### Kutipan untuk Dibaca ###
12.4
Ekspor
UKM yang
berorientasi ekspor, menurut (Tambunan, 2003) diklasifikasikan menjadi dua,
yakni Produsen Eksportir (Direct Exporter) dan Eksportir Tidak Langsung
(Indirect Exporter). UKM Produsen Ekspor adalah UKM yang menghasilkan produk
ekspor dan menjualnya secara langsung kepada pembeli dari luar negeri (buyer)
atau importir. Sementara itu, UKM Eksportir Tidak Langsung adalah UKM yang
menghasilkan produk ekspor, yang melakukan kegiatan ekspor secara tidak secara
langsung denganbuyer/importir, tetapi melalui agen perdagangan ekspor atau
eksportir dalam negeri. Jumlah UKM Produsen Ekspor hanya 0,19 persen dari total
UKM di Indonesia. Sedangkan 99,81 persen UKM lainnya melakukan ekspor secara
tidak langsung dan/atau hanya melakukan penjualan di pasar domestik. Pada
kelompok UKM Produsen Ekspor, jumlah UKM yang melakukan ekspor sendiri hanya
8,7 persen, sedangkan 91,3 persen UKM lainnya kegiatan ekspor dilakukan oleh
importir.
Apabila ditilik
dari nilai pangsa ekspor, pangsa nilai ekspor UKM Eksportir Tidak Langsung
sebesar 99,02 persen, sedangkan pangsa ekspor UKM Produsen Eksportir sebesar
0,98persen. Namun demikian, tingkat perolehan keuntungan yang diperoleh UKM
Produsen Eksportir lebih besar dibandingkan dengan UKM Eksportir Tidak
Langsung. Usaha Kecil (UK) yang mempunyai peranan besar dalam ekspor
adalah UK yang mengandalkan keahlian tangan (hand made), seperti
kerajinan perhiasan dan ukiran kayu. Karakteristik tersebut merupakan keunggulan UK,
di mana lebih banyak mengandalkan keterampilan tangan, sehingga cenderung
bersifat padat karya. Usaha skala besar (UB) yang cenderung bersifat padat
modal, tentunya akan sulit masuk ke dalam dunia usaha ini. Di sisi lain, hal
ini memberikan gambaran pentingnya UK dalam penyerapan tenaga
kerja,utamanya pada saat krisis ekonomi.
Negara tujuan
utama ekspor UK secara umum adalah Singapura, namun bila ditilik
menurut komoditas, negara tujuan ekspor relatif beragam. Tingginya nilai ekspor
ke Singapura memberikan gambaran masih terdapat potensi peningkatan nilai
tambah atau economic rent UK terhadap produk yang diekspor, jika
dapat langsung mengekspor ke negara konsumen utama. Hal ini karena Singapura
merupakan negara “transit ekspor”, artinya produk UK yang diekspor ke
Singapura akan diekspor lagi ke negara lain. Walaupun hampir tidak terjadi
perubahan orientasi negara tujuan ekspor, namun pangsa ekspor ke tiap negara
tujuan antar waktu cenderung berfluktuatif.
### Isi Data ###
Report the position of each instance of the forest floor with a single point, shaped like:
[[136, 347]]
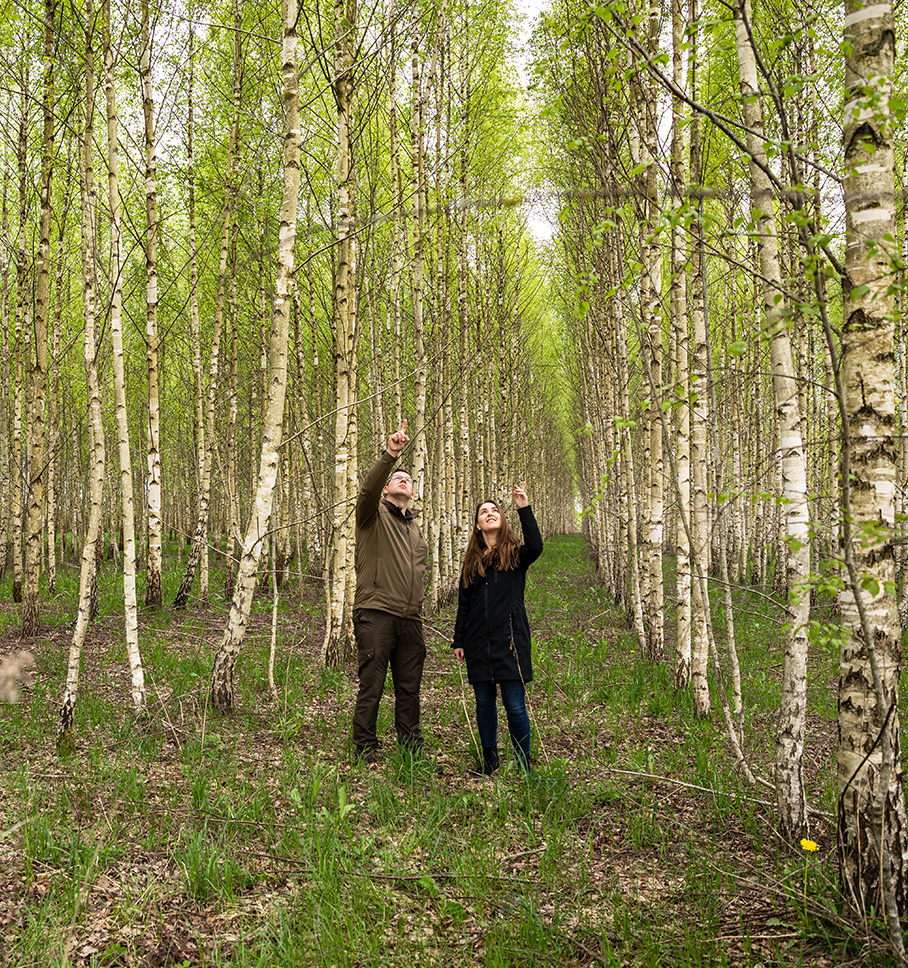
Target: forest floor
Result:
[[190, 838]]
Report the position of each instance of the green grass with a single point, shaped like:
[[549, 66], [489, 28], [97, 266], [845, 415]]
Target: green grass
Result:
[[190, 838]]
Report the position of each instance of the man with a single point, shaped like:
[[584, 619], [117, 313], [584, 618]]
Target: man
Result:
[[390, 571]]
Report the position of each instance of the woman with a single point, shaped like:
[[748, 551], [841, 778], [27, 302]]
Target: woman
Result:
[[492, 634]]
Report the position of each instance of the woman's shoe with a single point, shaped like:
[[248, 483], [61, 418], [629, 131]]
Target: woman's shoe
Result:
[[489, 760]]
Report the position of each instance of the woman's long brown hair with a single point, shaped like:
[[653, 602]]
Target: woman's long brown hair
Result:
[[478, 556]]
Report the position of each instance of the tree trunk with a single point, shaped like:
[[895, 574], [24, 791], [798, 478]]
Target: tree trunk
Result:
[[153, 588], [873, 828], [339, 631], [200, 534], [88, 574], [222, 673], [116, 333], [37, 470]]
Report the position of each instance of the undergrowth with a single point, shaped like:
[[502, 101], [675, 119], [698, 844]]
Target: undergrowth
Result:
[[189, 838]]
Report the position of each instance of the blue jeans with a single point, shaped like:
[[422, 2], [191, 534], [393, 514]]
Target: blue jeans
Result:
[[513, 695]]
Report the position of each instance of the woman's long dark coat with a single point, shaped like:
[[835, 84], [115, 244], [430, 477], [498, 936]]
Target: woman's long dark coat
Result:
[[492, 626]]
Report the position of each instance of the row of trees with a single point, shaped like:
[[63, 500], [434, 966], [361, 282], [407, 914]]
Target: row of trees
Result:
[[736, 285], [299, 242]]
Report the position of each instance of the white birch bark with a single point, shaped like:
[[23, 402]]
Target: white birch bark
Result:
[[200, 534], [272, 435], [38, 470], [795, 550], [5, 489], [681, 327], [137, 677], [153, 503], [339, 630], [96, 429], [873, 828], [21, 327]]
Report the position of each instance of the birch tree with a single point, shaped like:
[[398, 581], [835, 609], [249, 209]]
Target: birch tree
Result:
[[127, 503], [95, 426], [34, 528], [153, 589], [272, 430], [873, 827]]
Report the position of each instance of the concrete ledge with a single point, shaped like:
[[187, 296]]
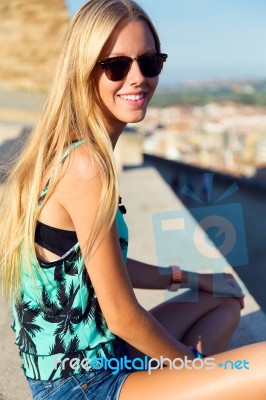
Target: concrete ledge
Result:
[[144, 193]]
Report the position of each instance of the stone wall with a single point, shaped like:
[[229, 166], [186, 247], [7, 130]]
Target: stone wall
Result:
[[30, 32]]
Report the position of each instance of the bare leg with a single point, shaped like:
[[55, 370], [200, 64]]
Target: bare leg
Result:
[[218, 384], [213, 319]]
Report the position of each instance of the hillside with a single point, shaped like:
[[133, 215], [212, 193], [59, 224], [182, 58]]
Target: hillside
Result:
[[30, 32]]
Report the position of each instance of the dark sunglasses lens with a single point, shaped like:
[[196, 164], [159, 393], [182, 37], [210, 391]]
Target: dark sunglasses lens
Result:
[[151, 65], [117, 70]]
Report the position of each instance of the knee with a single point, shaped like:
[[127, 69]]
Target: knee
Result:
[[232, 307]]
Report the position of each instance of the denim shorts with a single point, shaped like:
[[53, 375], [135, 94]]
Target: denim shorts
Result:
[[93, 385]]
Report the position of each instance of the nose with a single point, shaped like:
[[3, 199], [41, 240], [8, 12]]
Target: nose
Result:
[[135, 75]]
###
Tugas yang Dikerjakan
1. Kutip apa adanya dari teks tentang ekspor UKM semua bagian mulai "Apabila ditilik" sampai ke "saat krisis ekonomi.".
2. Tulis lanjutan teks tentang ekspor UKM, dimulai sesudah kalimat terakhirnya.
Baris-baris data itu merupakan bahan tersendiri yang terpisah dari teks tentang ekspor UKM.

Jawaban Tiap Tugas
1.
Apabila ditilik
dari nilai pangsa ekspor, pangsa nilai ekspor UKM Eksportir Tidak Langsung
sebesar 99,02 persen, sedangkan pangsa ekspor UKM Produsen Eksportir sebesar
0,98persen. Namun demikian, tingkat perolehan keuntungan yang diperoleh UKM
Produsen Eksportir lebih besar dibandingkan dengan UKM Eksportir Tidak
Langsung. Usaha Kecil (UK) yang mempunyai peranan besar dalam ekspor
adalah UK yang mengandalkan keahlian tangan (hand made), seperti
kerajinan perhiasan dan ukiran kayu. Karakteristik tersebut merupakan keunggulan UK,
di mana lebih banyak mengandalkan keterampilan tangan, sehingga cenderung
bersifat padat karya. Usaha skala besar (UB) yang cenderung bersifat padat
modal, tentunya akan sulit masuk ke dalam dunia usaha ini. Di sisi lain, hal
ini memberikan gambaran pentingnya UK dalam penyerapan tenaga
kerja,utamanya pada saat krisis ekonomi.

2.
Terdapat dua
faktor yang mempengaruhi UKM berorientasi ekspor tidak dapat melakukan ekspor
secara langsung, yaitu export trading problem dan financing
problem.
1. Export trading
problem terjadi karena tingginya risiko kegiatan ekspor (baik risiko
pembayaran maupun pengiriman barang), adanya tenggang waktu (time lag) dalam
pembayaran, dan tingginya biaya ekspor.
2. Financing problem terjadi
karena terbatasnya modal yang dimiliki UKM dan finance and guarantee
institution problem, yakni rendahnya dukungan lembaga pembiayaan dan penjaminan
ekspor terhadap UKM. Kondisi tersebut menngakibatkan strategi pemasaran UKM
cenderung menunggu pembeli, sehingga mekanisme perdagangan yang terjadi umumnya
adalah buyer.s market.
Sementara itu,
Hardono (2003) mengemukakan bahwa pada dasarnya UKM memiliki hambatan yang bersifat
klasik, yakni hambatan yang berkaitan dengan rendahnya kualitas sumberdaya
manusia (SDM), lemahnya manajemen usaha, rendahnya akses terhadap sumber
pembiayaan dan pasar, serta rendahnya informasi dan teknologi yang dimilikinya.
UKM yang memiliki hambatan dan kendala usaha berkaitan dengan ekspor
diklasifikasikan menjadi dua, yakni internal dan eksternal. Hambatan internal
adalah hambatan yang disebabkan kekurangan atau kelemahan yang melekat pada UKM
itu sendiri. Hambatan eksternal adalah hambatan yang disebabkan adanya faktor
luar yang tidak melekat pada UKM.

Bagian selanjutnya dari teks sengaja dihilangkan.